◆ **TEXT PROVIDED**:
○ ○ ○ ○ ○ ○ ○

Spotlight on the Treasury
#35: On the Treasury General Account, the debt ceiling showdown, and implications for the market.
We are six months into official Quantitative Tightening (QT), and so far, it has been fairly uneventful. Equity and fixed income markets have remained orderly even while trending lower.
But this isn’t proof that QT is benign and can be absorbed without a hitch. Rather, market liquidity has only marginally tightened since headline QT began in June.
It’s not that the Federal Reserve is lying about the pace of balance sheet roll-off (as some folks continue to speculate). Instead, net liquidity is driven by a complex interplay between the Federal Reserve, the U.S. Treasury and the private market, which obscures both the pace and timing of true tightening (as detailed in Down the Drain)1. Ironically, liquidity shrank at a faster pace in the first half of 2022 before QT officially began, than it has in the second half of the year2.
A majority of the Fed's balance sheet reduction since June has been offset by a reduction in the U.S. Treasury’s cash on hand in the Treasury General Account (TGA)3. The drawdown of the TGA has muted the impact of QT to date and will continue to play an important role for market liquidity in an unusual way in the year ahead.
Funding QT
When the Federal Reserve purchases U.S. Treasury securities (“USTs”) during Quantitative Easing (“QE”), it effectively loans money to the federal government4. Now, the Federal Reserve is allowing that debt to come due, and the Treasury will be forced to replace financing from the Fed with new financing from the private market.
As the Fed’s holdings of USTs mature, dollars flow out of TGA to pay back debt owed to the Fed. In other words, the Treasury must fund the majority of QT - up to $60 billion per month5. Just as QE “prints” money by increasing dollar supply, this repayment from the Treasury to the Fed “shreds” dollars, and the Fed’s balance sheet shrinks in the process.
But this payment between the Treasury and Fed does not directly impact private market liquidity, it is merely a transfer of dollars between accounts at the Fed which reduces the Treasury’s cash on hand. The true impact of QT occurs as the Treasury refills its coffers by issuing new debt, pulling cash out of the private financial market in the process.

○ ○ ○ ○ ○ ○ ○

◆ **REQUIRED WORK**:
a - Decide whether each statement agrees with the Treasury General Account text. Answer yes or no for each, quoting the deciding words. (i) Liquidity shrank faster in the first half of 2022 than in the second half. (ii) The payment from the Treasury to the Fed directly reduces private market liquidity. (iii) The Treasury must fund up to $60 billion of QT each month.
b - Take the Treasury General Account text further, starting right after its last sentence.

○ ○ ○ ○ ○ ○ ○

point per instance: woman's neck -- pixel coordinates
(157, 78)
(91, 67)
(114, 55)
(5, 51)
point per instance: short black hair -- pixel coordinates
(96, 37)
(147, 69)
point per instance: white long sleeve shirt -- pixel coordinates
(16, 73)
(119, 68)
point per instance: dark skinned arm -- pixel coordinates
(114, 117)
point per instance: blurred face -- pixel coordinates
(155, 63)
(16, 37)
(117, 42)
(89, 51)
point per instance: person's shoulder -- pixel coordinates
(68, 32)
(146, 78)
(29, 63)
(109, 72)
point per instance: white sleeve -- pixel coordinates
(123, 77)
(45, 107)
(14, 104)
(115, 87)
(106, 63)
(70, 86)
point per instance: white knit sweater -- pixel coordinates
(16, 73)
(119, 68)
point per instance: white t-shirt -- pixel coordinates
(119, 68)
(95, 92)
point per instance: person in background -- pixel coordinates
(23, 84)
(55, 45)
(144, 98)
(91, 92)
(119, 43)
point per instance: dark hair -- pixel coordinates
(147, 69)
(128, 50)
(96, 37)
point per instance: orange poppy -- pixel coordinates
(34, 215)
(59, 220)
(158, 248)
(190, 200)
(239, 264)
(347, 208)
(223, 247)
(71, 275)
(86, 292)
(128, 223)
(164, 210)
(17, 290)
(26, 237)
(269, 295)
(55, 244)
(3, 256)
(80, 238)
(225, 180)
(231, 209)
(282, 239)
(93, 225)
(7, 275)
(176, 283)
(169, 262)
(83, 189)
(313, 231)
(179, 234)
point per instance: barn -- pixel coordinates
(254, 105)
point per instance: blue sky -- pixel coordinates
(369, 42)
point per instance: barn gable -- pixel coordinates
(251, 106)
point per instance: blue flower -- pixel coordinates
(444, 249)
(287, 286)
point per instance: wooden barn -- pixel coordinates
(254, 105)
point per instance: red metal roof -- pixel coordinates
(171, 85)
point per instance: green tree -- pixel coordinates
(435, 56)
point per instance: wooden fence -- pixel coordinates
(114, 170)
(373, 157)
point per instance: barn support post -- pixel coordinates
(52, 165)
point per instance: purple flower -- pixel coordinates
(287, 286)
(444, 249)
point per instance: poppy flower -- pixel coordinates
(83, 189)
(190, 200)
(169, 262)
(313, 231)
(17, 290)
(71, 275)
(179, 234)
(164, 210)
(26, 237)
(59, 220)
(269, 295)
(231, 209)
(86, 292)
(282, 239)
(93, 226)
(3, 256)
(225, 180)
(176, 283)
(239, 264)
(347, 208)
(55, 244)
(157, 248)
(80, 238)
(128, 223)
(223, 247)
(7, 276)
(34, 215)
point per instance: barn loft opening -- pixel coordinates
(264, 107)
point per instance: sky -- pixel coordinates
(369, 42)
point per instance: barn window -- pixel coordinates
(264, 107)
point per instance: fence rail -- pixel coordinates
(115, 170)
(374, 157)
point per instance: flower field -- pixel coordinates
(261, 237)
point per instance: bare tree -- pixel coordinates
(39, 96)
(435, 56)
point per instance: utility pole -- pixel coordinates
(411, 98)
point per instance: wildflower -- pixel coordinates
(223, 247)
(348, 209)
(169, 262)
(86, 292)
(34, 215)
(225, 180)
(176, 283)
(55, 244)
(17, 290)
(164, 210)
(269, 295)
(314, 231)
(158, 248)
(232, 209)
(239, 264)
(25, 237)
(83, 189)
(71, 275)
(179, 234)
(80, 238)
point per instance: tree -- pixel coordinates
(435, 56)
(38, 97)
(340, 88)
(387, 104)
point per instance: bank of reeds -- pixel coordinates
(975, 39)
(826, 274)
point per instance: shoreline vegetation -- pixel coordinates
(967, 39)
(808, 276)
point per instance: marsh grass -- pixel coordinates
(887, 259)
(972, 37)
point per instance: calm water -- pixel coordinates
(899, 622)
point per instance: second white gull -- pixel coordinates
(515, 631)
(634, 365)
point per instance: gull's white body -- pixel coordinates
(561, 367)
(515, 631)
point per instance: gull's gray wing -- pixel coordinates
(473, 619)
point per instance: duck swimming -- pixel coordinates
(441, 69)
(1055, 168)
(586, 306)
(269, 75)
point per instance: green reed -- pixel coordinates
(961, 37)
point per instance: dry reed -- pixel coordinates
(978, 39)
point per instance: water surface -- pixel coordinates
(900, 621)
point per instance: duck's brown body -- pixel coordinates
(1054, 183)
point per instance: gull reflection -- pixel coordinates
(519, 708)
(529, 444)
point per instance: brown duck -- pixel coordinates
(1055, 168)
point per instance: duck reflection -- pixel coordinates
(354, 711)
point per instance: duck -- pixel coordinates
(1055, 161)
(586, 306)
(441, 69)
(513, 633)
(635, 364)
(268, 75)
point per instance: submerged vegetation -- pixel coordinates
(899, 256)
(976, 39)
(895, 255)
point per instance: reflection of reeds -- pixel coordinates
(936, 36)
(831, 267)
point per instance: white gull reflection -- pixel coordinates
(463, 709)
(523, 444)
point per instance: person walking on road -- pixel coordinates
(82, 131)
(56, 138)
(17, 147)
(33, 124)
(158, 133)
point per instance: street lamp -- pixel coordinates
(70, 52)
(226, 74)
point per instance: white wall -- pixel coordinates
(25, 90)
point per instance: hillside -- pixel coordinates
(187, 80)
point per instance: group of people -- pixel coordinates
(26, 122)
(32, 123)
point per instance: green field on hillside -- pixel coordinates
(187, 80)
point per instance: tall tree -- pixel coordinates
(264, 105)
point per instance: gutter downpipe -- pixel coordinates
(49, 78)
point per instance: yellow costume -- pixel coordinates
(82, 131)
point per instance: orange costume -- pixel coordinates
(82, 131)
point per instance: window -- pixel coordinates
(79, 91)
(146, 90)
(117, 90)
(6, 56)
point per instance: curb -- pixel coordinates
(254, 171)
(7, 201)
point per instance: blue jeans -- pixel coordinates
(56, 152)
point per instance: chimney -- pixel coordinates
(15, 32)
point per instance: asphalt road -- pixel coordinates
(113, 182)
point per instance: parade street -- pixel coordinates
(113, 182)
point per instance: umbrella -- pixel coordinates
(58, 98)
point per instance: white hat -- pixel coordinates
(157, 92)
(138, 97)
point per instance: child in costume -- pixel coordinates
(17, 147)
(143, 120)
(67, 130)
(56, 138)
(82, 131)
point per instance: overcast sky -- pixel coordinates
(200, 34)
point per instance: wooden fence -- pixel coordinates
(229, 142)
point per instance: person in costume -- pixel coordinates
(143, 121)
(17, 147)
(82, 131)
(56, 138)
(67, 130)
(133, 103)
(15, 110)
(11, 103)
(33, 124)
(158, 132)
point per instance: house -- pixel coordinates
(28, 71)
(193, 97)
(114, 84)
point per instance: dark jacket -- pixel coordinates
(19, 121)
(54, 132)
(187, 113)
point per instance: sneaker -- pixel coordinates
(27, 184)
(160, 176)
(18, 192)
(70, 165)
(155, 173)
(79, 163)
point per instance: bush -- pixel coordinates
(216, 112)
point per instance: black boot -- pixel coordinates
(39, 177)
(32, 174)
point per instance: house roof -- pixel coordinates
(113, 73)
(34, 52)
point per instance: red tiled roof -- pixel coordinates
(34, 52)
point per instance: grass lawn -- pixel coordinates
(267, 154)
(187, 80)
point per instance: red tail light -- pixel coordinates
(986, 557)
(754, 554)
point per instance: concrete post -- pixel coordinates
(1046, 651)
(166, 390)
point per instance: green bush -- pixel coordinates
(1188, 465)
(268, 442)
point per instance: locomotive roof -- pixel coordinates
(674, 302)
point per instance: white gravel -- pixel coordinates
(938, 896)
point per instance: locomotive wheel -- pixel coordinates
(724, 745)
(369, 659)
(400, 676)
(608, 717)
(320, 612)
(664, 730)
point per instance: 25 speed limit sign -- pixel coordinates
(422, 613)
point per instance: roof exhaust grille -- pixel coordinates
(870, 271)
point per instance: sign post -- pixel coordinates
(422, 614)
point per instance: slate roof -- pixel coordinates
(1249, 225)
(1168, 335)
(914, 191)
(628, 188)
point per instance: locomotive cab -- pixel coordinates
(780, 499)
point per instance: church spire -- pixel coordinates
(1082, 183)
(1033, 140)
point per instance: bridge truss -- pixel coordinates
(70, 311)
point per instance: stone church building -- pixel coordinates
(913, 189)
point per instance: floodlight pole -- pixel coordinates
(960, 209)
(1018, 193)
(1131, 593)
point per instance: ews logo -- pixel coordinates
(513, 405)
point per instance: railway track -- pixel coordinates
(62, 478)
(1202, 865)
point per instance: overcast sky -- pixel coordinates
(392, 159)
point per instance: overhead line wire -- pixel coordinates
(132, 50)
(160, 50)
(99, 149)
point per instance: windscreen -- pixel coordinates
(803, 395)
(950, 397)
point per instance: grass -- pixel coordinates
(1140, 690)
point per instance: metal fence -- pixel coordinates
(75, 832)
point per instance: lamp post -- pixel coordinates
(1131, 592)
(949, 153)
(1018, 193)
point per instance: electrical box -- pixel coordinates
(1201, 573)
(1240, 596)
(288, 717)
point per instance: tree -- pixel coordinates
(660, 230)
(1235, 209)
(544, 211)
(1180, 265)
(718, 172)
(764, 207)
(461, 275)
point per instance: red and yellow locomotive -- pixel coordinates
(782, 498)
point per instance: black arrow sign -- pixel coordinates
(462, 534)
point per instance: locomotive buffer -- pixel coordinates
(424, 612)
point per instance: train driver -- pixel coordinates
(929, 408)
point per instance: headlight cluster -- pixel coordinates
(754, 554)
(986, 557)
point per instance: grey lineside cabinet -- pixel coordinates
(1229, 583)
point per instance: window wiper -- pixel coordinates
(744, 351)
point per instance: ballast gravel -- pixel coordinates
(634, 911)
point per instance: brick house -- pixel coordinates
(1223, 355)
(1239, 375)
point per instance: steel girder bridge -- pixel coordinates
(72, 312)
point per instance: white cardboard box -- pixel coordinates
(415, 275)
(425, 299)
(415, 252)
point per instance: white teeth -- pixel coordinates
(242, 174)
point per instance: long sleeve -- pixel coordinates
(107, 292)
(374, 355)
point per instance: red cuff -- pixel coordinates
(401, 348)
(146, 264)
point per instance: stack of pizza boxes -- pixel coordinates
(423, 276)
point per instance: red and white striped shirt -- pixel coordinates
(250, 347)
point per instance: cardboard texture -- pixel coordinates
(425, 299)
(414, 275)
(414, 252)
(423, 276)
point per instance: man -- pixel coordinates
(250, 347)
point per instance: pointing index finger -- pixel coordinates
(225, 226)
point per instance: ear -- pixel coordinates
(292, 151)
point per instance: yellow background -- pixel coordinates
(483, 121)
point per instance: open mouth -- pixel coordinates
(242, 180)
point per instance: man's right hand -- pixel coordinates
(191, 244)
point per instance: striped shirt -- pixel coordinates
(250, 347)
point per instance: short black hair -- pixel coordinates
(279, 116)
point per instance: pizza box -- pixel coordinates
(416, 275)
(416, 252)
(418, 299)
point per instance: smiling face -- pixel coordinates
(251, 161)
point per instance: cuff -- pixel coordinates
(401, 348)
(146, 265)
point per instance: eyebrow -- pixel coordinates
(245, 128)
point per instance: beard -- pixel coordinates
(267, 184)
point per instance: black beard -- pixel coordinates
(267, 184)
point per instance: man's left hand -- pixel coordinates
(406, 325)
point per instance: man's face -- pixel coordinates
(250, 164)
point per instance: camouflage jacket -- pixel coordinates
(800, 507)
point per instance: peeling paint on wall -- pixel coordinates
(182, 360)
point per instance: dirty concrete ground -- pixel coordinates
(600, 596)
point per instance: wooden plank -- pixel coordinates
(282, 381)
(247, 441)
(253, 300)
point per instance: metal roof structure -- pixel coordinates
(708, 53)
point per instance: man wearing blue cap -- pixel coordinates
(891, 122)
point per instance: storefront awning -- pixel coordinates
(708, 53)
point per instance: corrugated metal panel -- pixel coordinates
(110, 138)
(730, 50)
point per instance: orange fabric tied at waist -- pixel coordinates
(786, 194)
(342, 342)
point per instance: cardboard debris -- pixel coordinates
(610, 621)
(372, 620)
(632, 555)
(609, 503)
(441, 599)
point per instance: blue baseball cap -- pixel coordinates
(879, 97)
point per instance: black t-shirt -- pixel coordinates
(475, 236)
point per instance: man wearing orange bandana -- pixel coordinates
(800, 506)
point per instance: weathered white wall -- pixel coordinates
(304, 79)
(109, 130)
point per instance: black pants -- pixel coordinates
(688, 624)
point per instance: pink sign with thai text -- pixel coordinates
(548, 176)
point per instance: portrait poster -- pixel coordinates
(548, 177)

○ ○ ○ ○ ○ ○ ○

◆ **ANSWERS PER TASK**:
a -
(i) Yes: "liquidity shrank at a faster pace in the first half of 2022 before QT officially began, than it has in the second half of the year"
(ii) No: "this payment between the Treasury and Fed does not directly impact private market liquidity"
(iii) Yes: "the Treasury must fund the majority of QT - up to $60 billion per month"

b -
In the year ahead, the Treasury will need to fund the ongoing federal deficit (estimated at $1.2 trillion), increasing interest burden on existing debt, plus an additional $720 billion of QT repayments to the Fed. To accomplish this feat, the Treasury must issue (and the private sector must absorb) an enormous supply of new USTs.
There is just one small problem - the Treasury can’t issue more debt.
The Debt Ceiling
It was just over a year ago, on December 16, 2021, that congress last raised the debt ceiling. After much handwringing and political infighting, lawmakers eventually agreed to a $2.5 trillion extension, raising the limit to $31.385 trillion.
Today, the total outstanding public debt stands at $31.336 trillion - just a hair under the new statutory limit - setting the stage for yet another debt ceiling showdown in 2023.
Despite reaching the ceiling today, it will be months before the federal government runs dangerously low on funds and the threat of default becomes real again. There is $434 billion remaining in the TGA today, and there are several “extraordinary measures” that the Treasury can utilize to free-up cash (which provided roughly $300 billion of incremental funding in the last go-around). Most estimates put the true deadline for a new extension in 3Q 2023, though it is impossible to forecast with precision6.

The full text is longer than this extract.